» Tarefas a resolver
1. Responda, com base no excerto, a cada pergunta:
(a) Que quantia envia a Elisa?
(b) Em que igreja é celebrada a missa de sábado?
(c) Em frente a que hospital ficou combinado o encontro?
2. Retome o excerto sobre o encontro com a moça aflita logo a seguir à última frase, dando continuidade à conversa no carro.
++++ Excerto para leitura ++++
Isto é comigo, pensei. E apressei-me logo a fazê-lo. É uma gota no oceano das suas aflições mas nós sabemos da multiplicação dos pães.

Os meus votos de saúde para o senhor. E tudo do melhor com a Graça de Deus.»

A Elisa é do Norte. Em sua casa lê O Gaiato e faz suas as minhas aflições, por isso me envia 500€, cuja medida é feita pelo Invisível, que sabe das suas posses. Ela vai lendo o Património dos Pobres e sabe quanto é penoso não ter casa, não ter rendimentos para uma renda tão pesada e como é o penar de tanta gente e a sua escravidão: trabalhar para comer o mais barato, vestir, cuidar da precária saúde, educar os filhos, sofrer os reveses que toda a vida traz e pagar uma pesadíssima renda de casa.

Que Deus continue a abençoar-te, Elisa, com essas inspirações. Continua a olhar para essa luz brilhante que é a Sagrada Escritura, tu e todos os amigos que comigo comungam o sofrimento dos pobres a quem saúdo e abençoo, em nome do Senhor que vive nestes pacientes.

Olha, ontem, antes da missa, que celebro vespertinamente na igreja do Carmo todos os sábados, fui visitar uma aflita que, com a pandemia, perdeu o trabalho e o marido também.

Talvez, para esconder a sua escravidão, evitava que eu fosse ver onde vivia e desejava que desse ao menos um mês de renda, mas eu não dou sem saber bem o que faço e sempre que posso, vou ver, ou peço aos párocos informações, o que raramente recebo.

Combinámos, ela esperar-me em frente ao hospital de São Bernardo, pois a sua morada era ali perto, na Rua Jacob de Azambuja.

Passei, dei volta à larga e magnífica rotunda e não via ninguém frente à entrada do hospital.

Já desiludido, pensei em dar outra volta para verificar se alguém me aguardava e toca o telemóvel:

- Sr. Padre, vem naquele carro vermelho?

- Venho sim.

- Eu já aqui estou, atrás de si - disse-me ela.

Quis entrar para o banco de trás mas, depois, perguntou se podia avançar para o banco da frente, a meu lado.

- Sim, senhora - repliquei.

Olhei-a e reparei logo que era uma moça nova, com uma gravidez adiantada e perguntei-lhe pelo companheiro. Que estava a trabalhar.

- Então, os dois não conseguem pagar a renda?
++++ Informação apresentada ++++
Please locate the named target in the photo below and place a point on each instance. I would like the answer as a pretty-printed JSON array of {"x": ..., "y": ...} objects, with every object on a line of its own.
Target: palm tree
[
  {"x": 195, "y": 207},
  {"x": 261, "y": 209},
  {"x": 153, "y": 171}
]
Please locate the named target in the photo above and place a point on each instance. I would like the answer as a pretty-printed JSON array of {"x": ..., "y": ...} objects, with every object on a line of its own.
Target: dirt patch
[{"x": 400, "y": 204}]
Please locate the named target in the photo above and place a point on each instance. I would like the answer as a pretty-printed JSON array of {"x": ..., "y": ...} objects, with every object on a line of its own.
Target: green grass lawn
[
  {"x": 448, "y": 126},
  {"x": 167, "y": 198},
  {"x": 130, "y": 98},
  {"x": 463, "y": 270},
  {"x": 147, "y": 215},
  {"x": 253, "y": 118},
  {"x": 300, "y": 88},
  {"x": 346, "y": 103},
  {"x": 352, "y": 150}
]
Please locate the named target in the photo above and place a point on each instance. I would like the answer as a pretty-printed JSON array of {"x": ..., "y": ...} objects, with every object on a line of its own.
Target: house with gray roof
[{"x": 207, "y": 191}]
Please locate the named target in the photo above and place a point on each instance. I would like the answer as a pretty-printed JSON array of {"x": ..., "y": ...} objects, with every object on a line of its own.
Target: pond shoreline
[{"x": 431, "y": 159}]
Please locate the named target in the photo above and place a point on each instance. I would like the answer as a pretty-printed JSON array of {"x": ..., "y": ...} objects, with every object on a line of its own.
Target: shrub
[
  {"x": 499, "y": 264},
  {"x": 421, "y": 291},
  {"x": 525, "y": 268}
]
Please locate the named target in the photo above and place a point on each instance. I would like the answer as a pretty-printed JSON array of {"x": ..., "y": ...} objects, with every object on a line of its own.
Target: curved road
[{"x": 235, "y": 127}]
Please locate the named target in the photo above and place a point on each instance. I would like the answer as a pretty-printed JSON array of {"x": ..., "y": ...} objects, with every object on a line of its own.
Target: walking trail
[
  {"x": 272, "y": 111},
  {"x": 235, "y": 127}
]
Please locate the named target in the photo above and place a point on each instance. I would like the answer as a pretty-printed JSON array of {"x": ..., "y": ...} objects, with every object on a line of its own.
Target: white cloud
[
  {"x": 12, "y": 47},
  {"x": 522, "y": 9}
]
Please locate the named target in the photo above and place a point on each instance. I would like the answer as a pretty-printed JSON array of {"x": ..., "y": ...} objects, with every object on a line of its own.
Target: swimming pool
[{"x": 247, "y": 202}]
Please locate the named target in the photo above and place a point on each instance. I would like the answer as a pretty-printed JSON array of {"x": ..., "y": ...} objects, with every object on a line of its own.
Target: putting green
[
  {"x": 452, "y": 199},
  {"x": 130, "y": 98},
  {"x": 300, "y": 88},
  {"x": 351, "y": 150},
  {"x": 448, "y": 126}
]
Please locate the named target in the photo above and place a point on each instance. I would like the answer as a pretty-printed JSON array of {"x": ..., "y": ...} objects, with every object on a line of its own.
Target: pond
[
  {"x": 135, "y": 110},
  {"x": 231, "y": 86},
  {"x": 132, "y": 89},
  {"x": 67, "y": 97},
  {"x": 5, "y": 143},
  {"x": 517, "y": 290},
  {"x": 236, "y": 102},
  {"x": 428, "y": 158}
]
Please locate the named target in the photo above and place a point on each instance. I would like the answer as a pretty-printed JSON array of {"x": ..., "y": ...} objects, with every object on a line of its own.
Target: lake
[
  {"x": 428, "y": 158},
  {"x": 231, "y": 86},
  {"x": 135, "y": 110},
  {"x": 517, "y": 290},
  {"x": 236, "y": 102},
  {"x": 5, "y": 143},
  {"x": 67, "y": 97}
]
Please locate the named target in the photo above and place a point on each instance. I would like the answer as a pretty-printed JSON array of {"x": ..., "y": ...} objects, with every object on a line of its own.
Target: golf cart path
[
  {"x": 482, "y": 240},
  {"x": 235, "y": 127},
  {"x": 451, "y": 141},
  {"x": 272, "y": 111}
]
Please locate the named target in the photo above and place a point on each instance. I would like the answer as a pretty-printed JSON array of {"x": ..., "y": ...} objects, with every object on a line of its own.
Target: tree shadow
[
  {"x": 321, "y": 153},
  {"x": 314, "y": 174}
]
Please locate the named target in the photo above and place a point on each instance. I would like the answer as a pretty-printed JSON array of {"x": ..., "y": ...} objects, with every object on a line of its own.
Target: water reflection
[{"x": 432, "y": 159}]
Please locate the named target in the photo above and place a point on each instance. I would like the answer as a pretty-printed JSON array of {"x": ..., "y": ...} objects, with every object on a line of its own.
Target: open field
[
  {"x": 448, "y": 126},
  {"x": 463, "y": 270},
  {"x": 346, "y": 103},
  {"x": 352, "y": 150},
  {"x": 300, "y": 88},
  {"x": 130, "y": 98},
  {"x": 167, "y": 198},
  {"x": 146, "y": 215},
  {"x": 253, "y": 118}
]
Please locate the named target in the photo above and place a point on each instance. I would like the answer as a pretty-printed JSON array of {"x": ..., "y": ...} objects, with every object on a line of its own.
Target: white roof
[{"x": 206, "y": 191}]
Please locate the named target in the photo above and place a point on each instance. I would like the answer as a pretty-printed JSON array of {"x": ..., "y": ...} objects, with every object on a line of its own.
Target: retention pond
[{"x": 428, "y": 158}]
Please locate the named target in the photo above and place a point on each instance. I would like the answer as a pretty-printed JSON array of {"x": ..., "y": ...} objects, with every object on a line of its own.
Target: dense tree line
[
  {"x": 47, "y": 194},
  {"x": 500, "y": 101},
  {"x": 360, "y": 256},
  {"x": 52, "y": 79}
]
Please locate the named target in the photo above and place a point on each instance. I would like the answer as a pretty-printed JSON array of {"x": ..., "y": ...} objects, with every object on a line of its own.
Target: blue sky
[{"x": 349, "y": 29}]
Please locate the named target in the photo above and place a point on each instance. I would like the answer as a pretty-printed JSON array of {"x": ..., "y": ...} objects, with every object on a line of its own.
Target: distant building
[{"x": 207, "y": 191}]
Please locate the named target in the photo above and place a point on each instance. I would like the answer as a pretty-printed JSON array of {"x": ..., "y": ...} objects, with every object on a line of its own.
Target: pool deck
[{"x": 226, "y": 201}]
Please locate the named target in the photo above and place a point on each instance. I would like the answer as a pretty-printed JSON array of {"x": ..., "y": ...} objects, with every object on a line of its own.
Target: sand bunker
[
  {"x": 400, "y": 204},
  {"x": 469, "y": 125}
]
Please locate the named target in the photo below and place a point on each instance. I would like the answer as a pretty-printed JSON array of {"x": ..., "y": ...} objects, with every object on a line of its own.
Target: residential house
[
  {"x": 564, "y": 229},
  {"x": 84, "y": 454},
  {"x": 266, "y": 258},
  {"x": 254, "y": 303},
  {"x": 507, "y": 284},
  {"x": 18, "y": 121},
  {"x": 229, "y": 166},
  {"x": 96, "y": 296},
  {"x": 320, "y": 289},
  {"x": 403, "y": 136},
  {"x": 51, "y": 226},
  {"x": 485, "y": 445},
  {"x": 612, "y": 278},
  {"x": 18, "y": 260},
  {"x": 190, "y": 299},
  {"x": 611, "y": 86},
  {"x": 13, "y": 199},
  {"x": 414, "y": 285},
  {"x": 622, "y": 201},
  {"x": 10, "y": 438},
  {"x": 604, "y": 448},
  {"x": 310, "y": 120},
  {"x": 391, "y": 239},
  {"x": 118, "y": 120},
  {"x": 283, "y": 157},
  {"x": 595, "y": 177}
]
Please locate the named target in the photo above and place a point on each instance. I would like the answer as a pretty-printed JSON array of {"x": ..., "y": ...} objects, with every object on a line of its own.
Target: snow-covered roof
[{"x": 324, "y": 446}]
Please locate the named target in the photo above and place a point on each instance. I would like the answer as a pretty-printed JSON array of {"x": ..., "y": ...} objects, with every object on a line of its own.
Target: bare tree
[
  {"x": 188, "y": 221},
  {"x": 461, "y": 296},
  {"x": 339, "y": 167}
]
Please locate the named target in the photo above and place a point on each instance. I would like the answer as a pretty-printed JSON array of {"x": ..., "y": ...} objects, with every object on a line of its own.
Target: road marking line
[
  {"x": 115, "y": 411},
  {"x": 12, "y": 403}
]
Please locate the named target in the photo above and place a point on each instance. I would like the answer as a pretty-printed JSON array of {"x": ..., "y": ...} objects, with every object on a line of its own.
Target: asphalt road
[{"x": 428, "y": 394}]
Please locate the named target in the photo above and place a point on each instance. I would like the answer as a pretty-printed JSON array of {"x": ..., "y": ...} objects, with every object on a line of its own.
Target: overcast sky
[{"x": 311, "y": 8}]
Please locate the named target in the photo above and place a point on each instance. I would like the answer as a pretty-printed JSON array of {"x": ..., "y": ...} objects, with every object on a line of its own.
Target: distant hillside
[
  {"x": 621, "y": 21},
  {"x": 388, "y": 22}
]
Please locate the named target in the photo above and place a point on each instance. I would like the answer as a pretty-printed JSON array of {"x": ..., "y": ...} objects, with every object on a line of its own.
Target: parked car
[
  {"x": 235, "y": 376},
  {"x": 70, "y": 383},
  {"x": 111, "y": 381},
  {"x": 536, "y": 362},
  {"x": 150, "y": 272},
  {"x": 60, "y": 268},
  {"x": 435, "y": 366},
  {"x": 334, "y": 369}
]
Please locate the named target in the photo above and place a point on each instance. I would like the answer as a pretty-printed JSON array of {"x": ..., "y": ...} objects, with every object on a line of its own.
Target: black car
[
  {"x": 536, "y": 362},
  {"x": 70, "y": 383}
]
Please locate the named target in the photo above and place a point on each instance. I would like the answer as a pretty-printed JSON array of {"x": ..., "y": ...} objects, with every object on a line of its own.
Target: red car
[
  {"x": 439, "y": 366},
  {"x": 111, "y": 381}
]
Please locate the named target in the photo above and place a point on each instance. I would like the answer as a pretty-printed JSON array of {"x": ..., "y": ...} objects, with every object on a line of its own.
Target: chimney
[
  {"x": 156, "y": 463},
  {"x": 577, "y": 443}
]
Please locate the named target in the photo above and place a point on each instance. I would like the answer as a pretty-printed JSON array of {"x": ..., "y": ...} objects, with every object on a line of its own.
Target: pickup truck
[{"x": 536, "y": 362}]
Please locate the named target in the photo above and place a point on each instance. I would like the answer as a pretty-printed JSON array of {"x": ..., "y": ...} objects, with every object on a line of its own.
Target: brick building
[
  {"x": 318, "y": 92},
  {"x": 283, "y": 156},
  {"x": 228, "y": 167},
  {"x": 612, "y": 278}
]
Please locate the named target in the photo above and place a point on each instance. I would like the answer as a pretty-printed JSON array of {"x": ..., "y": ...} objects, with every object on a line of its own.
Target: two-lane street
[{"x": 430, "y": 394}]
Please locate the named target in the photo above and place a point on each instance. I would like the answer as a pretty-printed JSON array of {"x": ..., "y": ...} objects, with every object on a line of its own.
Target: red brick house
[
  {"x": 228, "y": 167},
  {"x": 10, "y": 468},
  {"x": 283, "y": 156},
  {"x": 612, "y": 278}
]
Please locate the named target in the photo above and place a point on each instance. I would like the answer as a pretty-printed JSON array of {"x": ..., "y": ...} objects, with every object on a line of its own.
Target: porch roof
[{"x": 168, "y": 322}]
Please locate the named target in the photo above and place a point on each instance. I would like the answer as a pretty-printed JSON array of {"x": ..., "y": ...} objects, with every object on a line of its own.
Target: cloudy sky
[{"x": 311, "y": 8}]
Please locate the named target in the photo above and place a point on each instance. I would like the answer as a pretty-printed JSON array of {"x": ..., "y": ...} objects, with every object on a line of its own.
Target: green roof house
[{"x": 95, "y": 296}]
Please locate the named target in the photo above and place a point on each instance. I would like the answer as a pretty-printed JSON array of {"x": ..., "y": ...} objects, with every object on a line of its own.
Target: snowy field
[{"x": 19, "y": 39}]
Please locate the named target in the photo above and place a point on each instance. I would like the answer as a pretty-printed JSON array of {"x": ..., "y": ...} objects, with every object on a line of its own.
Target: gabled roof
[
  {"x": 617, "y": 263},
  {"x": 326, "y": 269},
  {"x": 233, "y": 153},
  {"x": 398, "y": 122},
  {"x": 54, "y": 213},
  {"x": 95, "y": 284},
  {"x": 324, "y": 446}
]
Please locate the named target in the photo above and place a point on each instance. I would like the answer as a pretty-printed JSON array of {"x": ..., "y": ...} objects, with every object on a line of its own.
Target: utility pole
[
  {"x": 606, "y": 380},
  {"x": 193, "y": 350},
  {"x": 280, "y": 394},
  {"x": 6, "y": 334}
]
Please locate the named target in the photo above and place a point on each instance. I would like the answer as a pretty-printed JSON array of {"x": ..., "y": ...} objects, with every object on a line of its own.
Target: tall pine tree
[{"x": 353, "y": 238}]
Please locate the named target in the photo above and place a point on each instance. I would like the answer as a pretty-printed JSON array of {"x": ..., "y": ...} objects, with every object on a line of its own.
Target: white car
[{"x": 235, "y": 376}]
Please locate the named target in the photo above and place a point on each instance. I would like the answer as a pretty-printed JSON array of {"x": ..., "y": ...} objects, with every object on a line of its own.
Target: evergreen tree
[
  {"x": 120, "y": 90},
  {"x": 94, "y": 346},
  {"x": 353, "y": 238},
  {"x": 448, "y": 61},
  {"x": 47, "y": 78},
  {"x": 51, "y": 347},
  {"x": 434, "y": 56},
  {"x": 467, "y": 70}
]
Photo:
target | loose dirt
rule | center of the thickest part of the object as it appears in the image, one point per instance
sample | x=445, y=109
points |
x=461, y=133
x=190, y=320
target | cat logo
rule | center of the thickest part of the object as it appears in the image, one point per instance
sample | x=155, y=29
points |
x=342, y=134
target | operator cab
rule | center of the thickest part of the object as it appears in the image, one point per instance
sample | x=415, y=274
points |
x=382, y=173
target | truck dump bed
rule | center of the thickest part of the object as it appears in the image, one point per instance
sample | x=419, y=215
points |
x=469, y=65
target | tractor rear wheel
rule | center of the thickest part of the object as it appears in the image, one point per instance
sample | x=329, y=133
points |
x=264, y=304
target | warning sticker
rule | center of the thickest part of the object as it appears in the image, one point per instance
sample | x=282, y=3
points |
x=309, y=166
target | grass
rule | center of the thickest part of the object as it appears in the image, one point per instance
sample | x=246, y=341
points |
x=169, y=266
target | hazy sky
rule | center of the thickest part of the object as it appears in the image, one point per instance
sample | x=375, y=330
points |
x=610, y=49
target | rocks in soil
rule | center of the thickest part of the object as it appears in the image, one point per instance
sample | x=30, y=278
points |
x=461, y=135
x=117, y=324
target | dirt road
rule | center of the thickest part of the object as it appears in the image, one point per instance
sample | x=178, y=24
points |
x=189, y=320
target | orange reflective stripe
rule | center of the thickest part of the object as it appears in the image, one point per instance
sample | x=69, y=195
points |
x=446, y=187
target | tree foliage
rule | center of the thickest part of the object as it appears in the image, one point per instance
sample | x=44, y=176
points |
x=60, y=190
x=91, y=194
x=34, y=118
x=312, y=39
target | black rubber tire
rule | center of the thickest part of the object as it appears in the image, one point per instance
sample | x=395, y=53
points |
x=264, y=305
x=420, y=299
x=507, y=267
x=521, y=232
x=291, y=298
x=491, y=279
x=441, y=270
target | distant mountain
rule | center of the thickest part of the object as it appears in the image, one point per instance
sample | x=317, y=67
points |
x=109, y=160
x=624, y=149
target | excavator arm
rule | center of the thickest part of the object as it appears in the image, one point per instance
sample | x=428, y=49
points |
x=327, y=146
++++
» Resultados das tarefas
1.
(a) 500€.
(b) Na igreja do Carmo.
(c) Em frente ao hospital de São Bernardo.

2.
- Não, ele ganha pouco e é conforme, não é certo. Vai ganhando para comermos, pois também foi despedido por causa da pandemia. Está à espera de ser chamado pela empresa.

Estacionado o veículo, ia à minha frente e entrou por uma espécie de quintal com vários pardieiros. Um, era a sua casa. À direita da entrada, uma reduzida casa de banho. À frente, um quarto sem camas. À esquerda uma pequena cozinha, o chão de ladrilho e cobertura de telha sanduíche e lusalite.

- Então, você paga por isto 400€/mês?

- Foi o mais barato que arranjámos.

- Fez contrato de arrendamento?

- Não. O senhorio não faz contratos e deixou-nos entrar também sem caução.

- Ele passa-vos recibo?

- Não.

- Vocês, sem recibo e sem contrato, não podem provar o direito à casa. Como se chama o senhorio?

- Belmiro.

- Só Belmiro?

- Só conhecemos este nome.

- Mas eu só passo o cheque endossado ao senhorio!

- Ele não quer cheques.

- Mas eu não tenho dinheiro.

- Passe-me o cheque a mim, tem aqui o meu cartão de cidadão.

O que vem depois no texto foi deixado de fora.